*Supplied data*
◇ ◇ ◇ ◇

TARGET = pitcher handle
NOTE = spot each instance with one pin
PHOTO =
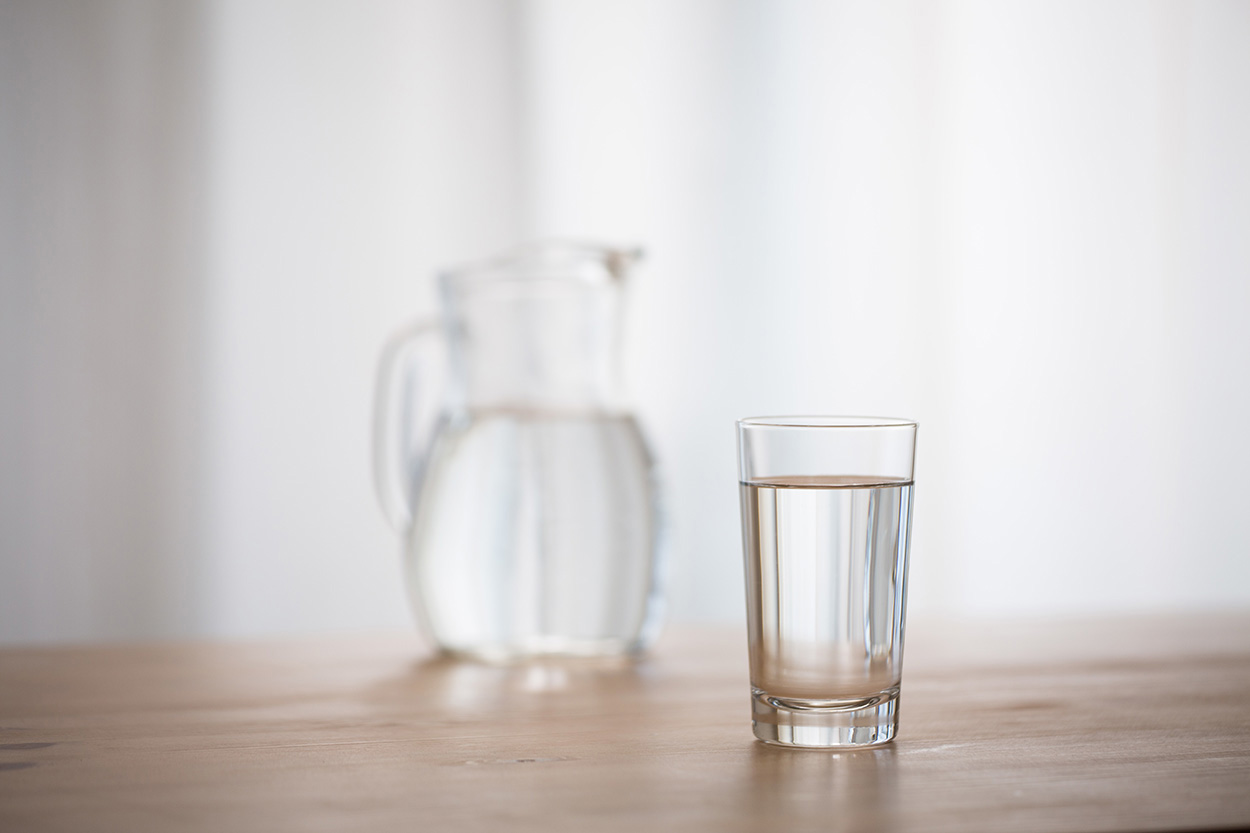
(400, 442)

◇ ◇ ◇ ◇

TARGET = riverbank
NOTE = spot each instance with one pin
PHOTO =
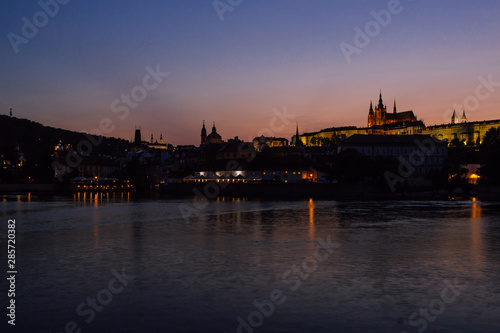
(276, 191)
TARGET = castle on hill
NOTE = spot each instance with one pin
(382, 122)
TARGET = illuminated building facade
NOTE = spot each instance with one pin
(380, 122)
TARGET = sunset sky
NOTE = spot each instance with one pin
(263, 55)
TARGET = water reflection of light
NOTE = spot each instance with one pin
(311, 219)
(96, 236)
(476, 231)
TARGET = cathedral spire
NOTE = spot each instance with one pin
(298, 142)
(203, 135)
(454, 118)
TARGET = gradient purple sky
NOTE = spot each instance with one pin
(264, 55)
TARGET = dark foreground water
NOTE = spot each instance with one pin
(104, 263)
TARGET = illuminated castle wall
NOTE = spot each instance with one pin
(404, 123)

◇ ◇ ◇ ◇

*Objective*
Pull out every line of the material above that contains the word "illuminated", counting only matches with the same capitalization.

*Correct output*
TARGET = illuminated building facade
TARGET = illuminated castle wall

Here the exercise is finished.